Passage provided.

-.-.-

Frustration — Data scientists are important, but all too often they are utilized incorrectly, making them a bottleneck rather than a valued contributor.

I attended an in-person customer event sponsored by Dataiku last week. Very fun. Man, do I miss the provocative and enlightening discussions that occur in these face-to-face customer engagements.

The icebreaker for fueling the dinner discussions was the following statement:

“In the marketplace, dynamics in the job marketplace will evolve, and data-savvy subject matter experts will be paid higher than data scientists.”

Totally agree. This is what I tell my students as part of my “Big Data MBA” class. I believe that the folks that will benefit the most from data and advanced analytics will be those who master the application of data and analytics to derive and drive new sources of customer, product, service, and operational value. And I believe that the biggest inhibitor to data and analytics value creation isn’t the lack of data scientists, but the lack of skilled folks who understand how to provide that clear line of sight from value to data.

-.-.-

Lines from a data collection.
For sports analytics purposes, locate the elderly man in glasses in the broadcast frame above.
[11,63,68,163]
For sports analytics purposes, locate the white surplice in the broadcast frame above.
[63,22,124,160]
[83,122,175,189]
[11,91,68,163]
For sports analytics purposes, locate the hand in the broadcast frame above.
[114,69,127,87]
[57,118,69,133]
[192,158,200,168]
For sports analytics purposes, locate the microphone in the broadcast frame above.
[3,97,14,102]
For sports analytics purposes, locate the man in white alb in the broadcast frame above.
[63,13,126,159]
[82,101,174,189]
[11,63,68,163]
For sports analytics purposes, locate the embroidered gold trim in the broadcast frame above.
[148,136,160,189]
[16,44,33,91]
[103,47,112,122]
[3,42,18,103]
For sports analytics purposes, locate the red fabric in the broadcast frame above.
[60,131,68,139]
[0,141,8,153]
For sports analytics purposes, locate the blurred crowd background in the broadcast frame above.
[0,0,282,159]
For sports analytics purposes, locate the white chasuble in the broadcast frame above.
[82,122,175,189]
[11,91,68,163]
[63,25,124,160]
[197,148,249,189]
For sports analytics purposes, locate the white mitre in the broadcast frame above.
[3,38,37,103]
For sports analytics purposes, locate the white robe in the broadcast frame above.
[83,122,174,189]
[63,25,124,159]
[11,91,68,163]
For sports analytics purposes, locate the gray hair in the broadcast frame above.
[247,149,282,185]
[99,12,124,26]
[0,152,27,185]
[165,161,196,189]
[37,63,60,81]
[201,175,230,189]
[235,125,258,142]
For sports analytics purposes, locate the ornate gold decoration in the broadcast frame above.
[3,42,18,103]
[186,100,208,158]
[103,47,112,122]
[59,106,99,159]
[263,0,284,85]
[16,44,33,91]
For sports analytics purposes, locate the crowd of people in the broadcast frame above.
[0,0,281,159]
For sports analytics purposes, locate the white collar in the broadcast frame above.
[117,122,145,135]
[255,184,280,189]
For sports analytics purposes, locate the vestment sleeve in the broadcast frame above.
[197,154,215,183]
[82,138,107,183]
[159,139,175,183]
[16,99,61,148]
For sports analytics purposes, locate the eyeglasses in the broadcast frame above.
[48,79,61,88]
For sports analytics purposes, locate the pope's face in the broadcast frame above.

-.-.-

Exercises.
[a] Please update the stretch of the data scientists passage from "I attended an" through "face-to-face customer engagements.", replacing "customer" with "client".
[b] Answer these questions from the data scientists passage:
(i) Which company sponsored the in-person event attended last week?
(ii) What is the name of the class mentioned in the passage?
(iii) What does the writer see as the biggest inhibitor to data and analytics value creation?
These lines were drawn from a separate source.

Per-task outputs.
[a]
I attended an in-person client event sponsored by Dataiku last week. Very fun. Man, do I miss the provocative and enlightening discussions that occur in these face-to-face client engagements.

[b]
(i) Dataiku
(ii) "Big Data MBA"
(iii) The lack of skilled folks who understand how to provide that clear line of sight from value to data